◆ Provided records:
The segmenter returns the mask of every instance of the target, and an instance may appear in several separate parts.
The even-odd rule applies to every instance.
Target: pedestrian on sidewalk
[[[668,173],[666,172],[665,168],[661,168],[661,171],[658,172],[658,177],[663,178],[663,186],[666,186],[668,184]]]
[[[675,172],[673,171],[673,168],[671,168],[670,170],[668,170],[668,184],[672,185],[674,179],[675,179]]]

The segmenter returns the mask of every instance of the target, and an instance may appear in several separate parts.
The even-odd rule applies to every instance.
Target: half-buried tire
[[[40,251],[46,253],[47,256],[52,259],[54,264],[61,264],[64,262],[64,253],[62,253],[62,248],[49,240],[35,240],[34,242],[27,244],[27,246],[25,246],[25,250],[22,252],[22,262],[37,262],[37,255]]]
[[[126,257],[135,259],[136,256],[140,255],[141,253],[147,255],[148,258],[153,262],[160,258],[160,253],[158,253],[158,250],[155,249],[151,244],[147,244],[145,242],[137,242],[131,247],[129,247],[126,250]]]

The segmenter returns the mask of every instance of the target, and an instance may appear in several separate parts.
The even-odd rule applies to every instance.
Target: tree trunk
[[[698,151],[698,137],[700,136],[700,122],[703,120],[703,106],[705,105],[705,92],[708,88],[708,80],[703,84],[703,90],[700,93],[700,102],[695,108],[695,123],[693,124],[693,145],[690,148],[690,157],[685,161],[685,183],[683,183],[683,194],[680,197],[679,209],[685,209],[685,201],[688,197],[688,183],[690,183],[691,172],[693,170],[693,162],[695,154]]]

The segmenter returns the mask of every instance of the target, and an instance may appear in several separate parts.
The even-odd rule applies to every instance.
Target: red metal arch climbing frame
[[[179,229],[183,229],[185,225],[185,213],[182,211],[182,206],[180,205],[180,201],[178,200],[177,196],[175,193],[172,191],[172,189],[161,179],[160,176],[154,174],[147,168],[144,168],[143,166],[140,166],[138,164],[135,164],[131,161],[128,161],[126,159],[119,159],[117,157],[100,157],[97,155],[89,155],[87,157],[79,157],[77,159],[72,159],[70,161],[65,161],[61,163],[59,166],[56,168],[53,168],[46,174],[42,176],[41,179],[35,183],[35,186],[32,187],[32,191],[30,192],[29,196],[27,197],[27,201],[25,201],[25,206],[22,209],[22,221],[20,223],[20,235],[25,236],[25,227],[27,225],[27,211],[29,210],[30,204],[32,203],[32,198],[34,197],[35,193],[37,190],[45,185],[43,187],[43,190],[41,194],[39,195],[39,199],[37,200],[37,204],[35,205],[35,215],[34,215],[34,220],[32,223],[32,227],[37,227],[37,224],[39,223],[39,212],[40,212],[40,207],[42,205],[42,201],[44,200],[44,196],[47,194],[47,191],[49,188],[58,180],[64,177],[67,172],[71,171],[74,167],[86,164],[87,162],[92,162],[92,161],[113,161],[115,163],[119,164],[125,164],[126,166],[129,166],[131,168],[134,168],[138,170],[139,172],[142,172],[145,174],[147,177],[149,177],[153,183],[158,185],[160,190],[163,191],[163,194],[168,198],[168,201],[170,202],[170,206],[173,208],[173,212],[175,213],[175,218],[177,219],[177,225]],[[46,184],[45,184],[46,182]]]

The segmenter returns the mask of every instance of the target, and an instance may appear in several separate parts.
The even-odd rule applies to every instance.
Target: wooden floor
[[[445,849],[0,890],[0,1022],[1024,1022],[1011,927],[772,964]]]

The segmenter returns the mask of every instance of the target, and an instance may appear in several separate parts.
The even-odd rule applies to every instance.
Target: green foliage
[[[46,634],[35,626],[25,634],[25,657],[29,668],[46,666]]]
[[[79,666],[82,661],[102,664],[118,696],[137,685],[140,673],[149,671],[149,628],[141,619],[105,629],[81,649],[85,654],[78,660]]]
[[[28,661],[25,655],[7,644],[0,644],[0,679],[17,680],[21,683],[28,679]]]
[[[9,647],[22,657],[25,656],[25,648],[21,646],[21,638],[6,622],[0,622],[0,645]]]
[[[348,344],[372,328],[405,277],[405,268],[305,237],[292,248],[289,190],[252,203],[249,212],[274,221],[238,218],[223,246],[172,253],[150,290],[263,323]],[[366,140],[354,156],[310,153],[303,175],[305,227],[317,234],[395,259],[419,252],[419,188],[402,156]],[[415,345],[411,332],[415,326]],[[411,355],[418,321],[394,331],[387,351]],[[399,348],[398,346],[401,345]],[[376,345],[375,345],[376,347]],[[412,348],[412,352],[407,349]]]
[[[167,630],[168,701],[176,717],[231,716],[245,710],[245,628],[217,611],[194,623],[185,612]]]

◆ What you have to do:
The whole listing should be copied verbatim.

◆ Your solution:
The segmenter returns the mask of every instance of the target, and an instance may appear in several separate parts.
The even-odd rule applies to every instance.
Target: pedestrian on sidewalk
[[[668,173],[666,172],[665,168],[661,168],[661,171],[658,172],[658,177],[663,178],[663,186],[666,186],[668,184]]]
[[[675,172],[673,171],[673,168],[671,168],[670,170],[668,170],[668,184],[672,185],[674,179],[675,179]]]

The segmenter returns the mask of every instance of the target, and an instance may appear in several separate parts.
The even-odd rule applies to every instance.
Target: half-buried tire
[[[40,251],[46,253],[47,256],[52,259],[54,264],[61,264],[64,262],[64,253],[62,253],[62,248],[49,240],[35,240],[34,242],[27,244],[27,246],[25,246],[25,250],[22,252],[22,262],[37,262],[37,255]]]
[[[126,257],[135,259],[136,256],[140,255],[141,253],[147,255],[148,258],[153,262],[160,258],[160,253],[158,253],[158,250],[155,249],[151,244],[147,244],[145,242],[137,242],[131,247],[129,247],[126,250]]]

The segmenter returns the mask of every instance of the target, and an instance may appear in several separate parts.
The even-odd rule applies to every instance.
Target: tree trunk
[[[698,151],[698,137],[700,136],[700,122],[703,120],[703,106],[705,105],[705,92],[708,88],[708,80],[703,84],[703,90],[700,93],[700,102],[695,108],[695,123],[693,124],[693,145],[690,148],[690,157],[685,161],[685,183],[683,183],[683,194],[680,197],[679,209],[685,209],[685,201],[688,197],[688,183],[690,183],[691,172],[693,170],[693,162],[695,154]]]

The segmenter returns the mask of every instance of the target, and an instance may appear in several separate parts.
The even-odd rule applies to every instance.
Target: red metal arch climbing frame
[[[179,229],[183,229],[185,225],[185,213],[182,211],[182,206],[180,205],[180,201],[178,200],[177,196],[175,193],[172,191],[172,189],[161,179],[160,176],[154,174],[147,168],[144,168],[143,166],[140,166],[138,164],[135,164],[131,161],[128,161],[126,159],[119,159],[117,157],[100,157],[97,155],[89,155],[87,157],[79,157],[77,159],[72,159],[70,161],[65,161],[61,163],[59,166],[56,168],[53,168],[46,174],[42,176],[41,179],[35,183],[35,186],[32,187],[32,191],[30,192],[29,196],[27,197],[27,201],[25,201],[25,206],[22,209],[22,221],[20,223],[20,235],[25,236],[25,227],[27,225],[27,211],[29,210],[30,204],[32,203],[32,198],[34,197],[35,193],[37,190],[45,185],[43,187],[43,190],[41,194],[39,195],[39,199],[37,200],[37,204],[35,205],[35,215],[34,215],[34,220],[32,223],[32,227],[37,227],[37,224],[39,223],[39,212],[40,212],[40,207],[42,205],[42,201],[44,200],[44,196],[47,194],[47,191],[49,188],[58,180],[64,177],[67,172],[71,171],[74,167],[86,164],[87,162],[92,162],[92,161],[113,161],[115,163],[119,164],[125,164],[126,166],[129,166],[131,168],[134,168],[138,170],[139,172],[142,172],[145,174],[147,177],[149,177],[153,183],[158,185],[160,190],[163,191],[163,194],[168,198],[168,201],[170,202],[170,206],[173,208],[173,212],[175,213],[175,218],[177,219],[177,225]],[[46,184],[45,184],[46,182]]]

The segmenter returns the mask of every instance of the target, and an instance may appear in several separate parts.
The even-odd rule applies to every instance.
Target: wooden floor
[[[445,849],[0,890],[0,1022],[1024,1022],[1011,927],[772,964]]]

The segmenter returns the mask of every instance of the target, and an instance may appear in several separate parts.
The even-odd rule applies to every instance.
Target: green foliage
[[[46,634],[35,626],[25,634],[25,657],[29,668],[46,666]]]
[[[79,666],[82,661],[102,664],[118,696],[137,685],[140,673],[149,671],[149,628],[141,619],[105,629],[81,649],[85,654],[78,660]]]
[[[28,661],[25,655],[7,644],[0,644],[0,679],[17,680],[21,683],[28,679]]]
[[[9,647],[22,657],[25,656],[25,648],[21,646],[21,638],[6,622],[0,622],[0,645]]]
[[[348,344],[372,328],[405,277],[405,268],[305,237],[292,248],[289,190],[252,203],[249,212],[274,221],[238,218],[223,246],[172,253],[150,290],[263,323]],[[366,140],[354,156],[310,153],[303,175],[305,227],[317,234],[395,259],[419,252],[419,188],[402,156]],[[415,345],[411,332],[415,326]],[[411,355],[418,321],[394,331],[387,351]],[[399,348],[398,346],[401,345]],[[376,345],[375,345],[376,347]],[[412,348],[412,352],[407,349]]]
[[[167,630],[168,701],[176,717],[231,716],[245,710],[245,628],[217,611],[194,623],[185,612]]]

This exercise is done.